Named object pointing entries:
----------------

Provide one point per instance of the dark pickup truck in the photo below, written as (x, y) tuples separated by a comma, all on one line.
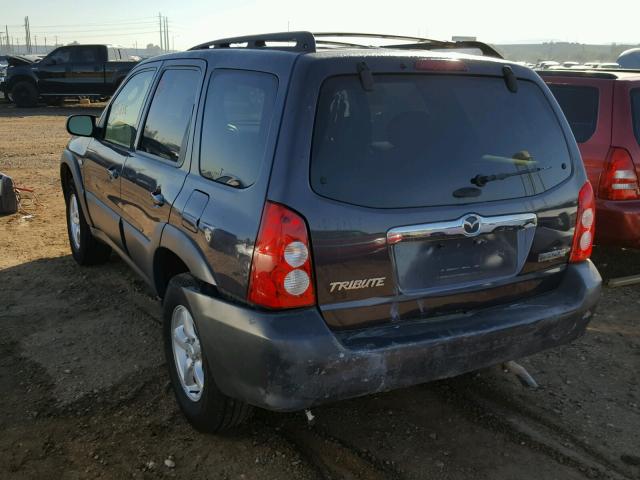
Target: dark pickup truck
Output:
[(70, 71)]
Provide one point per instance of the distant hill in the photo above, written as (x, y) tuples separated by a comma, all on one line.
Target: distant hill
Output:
[(563, 51)]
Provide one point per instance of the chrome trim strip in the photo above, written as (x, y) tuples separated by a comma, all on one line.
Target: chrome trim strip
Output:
[(456, 227)]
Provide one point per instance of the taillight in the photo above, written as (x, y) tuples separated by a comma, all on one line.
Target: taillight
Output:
[(281, 274), (585, 225), (619, 181)]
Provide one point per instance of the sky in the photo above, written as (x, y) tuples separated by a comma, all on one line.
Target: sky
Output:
[(125, 22)]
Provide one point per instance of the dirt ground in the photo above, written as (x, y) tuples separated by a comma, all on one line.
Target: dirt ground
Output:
[(84, 392)]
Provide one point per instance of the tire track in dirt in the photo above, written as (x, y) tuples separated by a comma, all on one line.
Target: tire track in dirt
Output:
[(482, 405), (330, 457)]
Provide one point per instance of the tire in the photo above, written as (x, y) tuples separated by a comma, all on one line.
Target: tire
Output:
[(204, 405), (85, 248), (24, 94)]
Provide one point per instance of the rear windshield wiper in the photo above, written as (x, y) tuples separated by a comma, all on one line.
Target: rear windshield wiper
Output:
[(481, 180)]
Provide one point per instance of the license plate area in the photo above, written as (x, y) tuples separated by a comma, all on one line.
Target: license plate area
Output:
[(443, 262), (443, 256)]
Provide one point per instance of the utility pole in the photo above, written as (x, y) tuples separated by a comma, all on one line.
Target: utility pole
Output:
[(166, 33), (27, 34), (161, 37)]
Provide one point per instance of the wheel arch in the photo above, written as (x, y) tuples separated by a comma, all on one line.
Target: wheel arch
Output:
[(176, 254), (70, 175)]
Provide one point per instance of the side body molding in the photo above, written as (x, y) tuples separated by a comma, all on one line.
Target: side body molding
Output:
[(180, 244)]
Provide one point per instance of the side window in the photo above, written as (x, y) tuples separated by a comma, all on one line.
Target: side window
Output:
[(58, 57), (125, 109), (237, 118), (580, 106), (167, 124), (85, 55), (635, 111)]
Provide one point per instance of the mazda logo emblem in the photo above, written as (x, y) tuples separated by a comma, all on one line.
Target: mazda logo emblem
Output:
[(471, 226)]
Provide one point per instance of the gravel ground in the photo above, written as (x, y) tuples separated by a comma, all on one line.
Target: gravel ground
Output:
[(85, 393)]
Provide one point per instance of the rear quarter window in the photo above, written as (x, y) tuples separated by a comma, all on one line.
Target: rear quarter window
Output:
[(422, 140), (237, 119), (580, 106)]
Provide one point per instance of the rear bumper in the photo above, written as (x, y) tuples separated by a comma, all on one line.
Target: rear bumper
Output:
[(618, 223), (290, 361)]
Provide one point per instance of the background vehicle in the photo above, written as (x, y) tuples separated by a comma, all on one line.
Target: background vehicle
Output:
[(603, 109), (70, 71), (318, 226)]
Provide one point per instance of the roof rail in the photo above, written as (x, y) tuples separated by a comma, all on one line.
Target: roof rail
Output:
[(306, 42), (605, 74)]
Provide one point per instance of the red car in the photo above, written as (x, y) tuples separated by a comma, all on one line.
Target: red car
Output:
[(603, 109)]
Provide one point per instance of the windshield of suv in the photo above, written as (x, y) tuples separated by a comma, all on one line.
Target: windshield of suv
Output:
[(426, 140)]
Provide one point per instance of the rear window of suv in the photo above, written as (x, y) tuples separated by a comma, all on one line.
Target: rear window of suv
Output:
[(580, 106), (427, 140), (635, 108)]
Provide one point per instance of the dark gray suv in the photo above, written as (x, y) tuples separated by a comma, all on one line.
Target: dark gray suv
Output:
[(325, 219)]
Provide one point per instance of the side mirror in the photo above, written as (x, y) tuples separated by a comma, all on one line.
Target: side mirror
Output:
[(81, 125)]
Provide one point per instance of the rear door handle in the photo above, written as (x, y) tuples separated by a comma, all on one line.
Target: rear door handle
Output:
[(113, 172), (158, 199)]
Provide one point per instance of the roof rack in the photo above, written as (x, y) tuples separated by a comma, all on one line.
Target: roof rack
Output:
[(303, 42), (418, 43), (588, 73), (307, 42)]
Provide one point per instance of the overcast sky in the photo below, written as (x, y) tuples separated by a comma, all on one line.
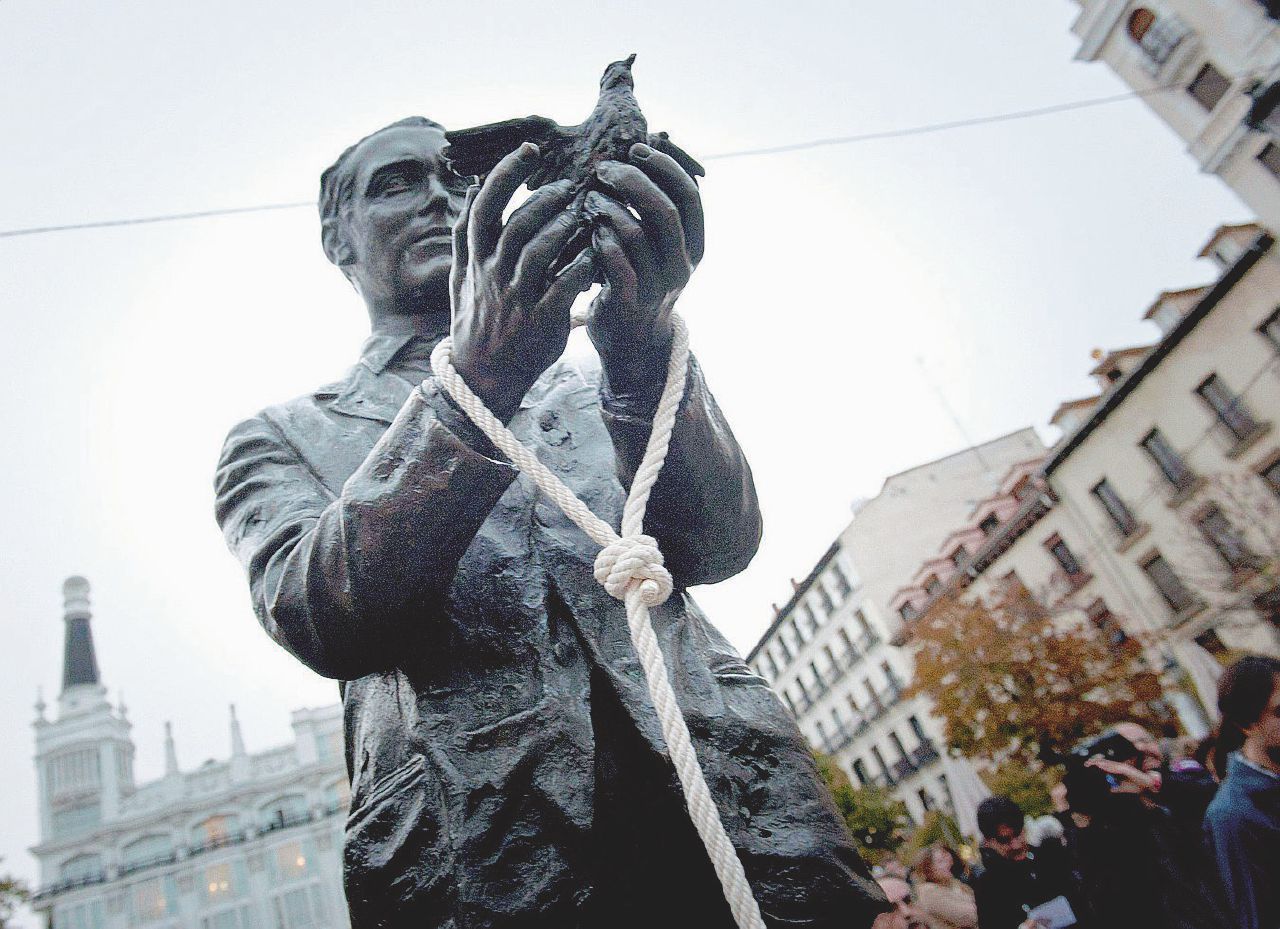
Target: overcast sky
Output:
[(995, 257)]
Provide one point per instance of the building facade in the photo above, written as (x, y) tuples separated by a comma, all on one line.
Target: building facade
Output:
[(1211, 71), (251, 842), (1157, 512), (833, 651)]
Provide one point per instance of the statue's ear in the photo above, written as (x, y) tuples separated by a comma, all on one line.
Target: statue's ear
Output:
[(336, 246)]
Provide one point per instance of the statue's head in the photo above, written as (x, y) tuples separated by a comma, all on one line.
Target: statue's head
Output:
[(387, 209)]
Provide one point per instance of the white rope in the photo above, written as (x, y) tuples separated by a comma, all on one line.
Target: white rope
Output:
[(630, 567)]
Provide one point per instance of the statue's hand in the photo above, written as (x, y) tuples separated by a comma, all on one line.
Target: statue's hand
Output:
[(645, 262), (510, 315)]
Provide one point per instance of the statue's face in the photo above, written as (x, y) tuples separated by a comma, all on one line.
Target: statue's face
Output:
[(398, 223)]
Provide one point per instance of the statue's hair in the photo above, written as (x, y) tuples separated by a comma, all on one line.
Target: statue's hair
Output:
[(336, 186)]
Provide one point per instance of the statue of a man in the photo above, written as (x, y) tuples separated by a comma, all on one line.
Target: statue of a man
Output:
[(507, 765)]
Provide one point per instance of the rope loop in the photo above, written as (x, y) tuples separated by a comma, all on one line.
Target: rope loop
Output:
[(634, 561)]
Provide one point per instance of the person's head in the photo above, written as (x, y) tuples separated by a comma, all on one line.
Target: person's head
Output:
[(903, 915), (1001, 823), (1248, 698), (387, 209), (1148, 746), (935, 864)]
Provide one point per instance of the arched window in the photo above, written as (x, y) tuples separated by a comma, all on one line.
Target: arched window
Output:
[(1139, 21), (146, 850), (81, 866), (283, 811)]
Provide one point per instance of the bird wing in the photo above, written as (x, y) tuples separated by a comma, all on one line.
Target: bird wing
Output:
[(479, 149), (662, 142)]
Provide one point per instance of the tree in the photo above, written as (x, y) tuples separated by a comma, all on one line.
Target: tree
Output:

----------------

AIM: Reproduce the data from the line that has "Provide one point per instance of the sky" through the line that has "[(482, 405), (330, 457)]", with both lines included and the requests left as they are. In the answers, scale every point coordinate by 2.05 and round to whole numbers, with halves rounded up.

RESPONSE TO THE TASK:
Provide one point per instance of the sky in the photo above, written as (x, y) tuples separated by a comma, all on one line.
Target: sky
Output:
[(256, 45)]
Provide one point per instance of the dirt ground in the photo above, written as (x, y) tuples separated by a comma, all on one line.
Target: dirt ground
Output:
[(172, 804)]
Provide one point per instance of the tire track in dirt in the photo above, written as (x, y) tuples separated by a comma, all on one line.
Target: tire track in dirt
Output:
[(988, 830), (677, 937)]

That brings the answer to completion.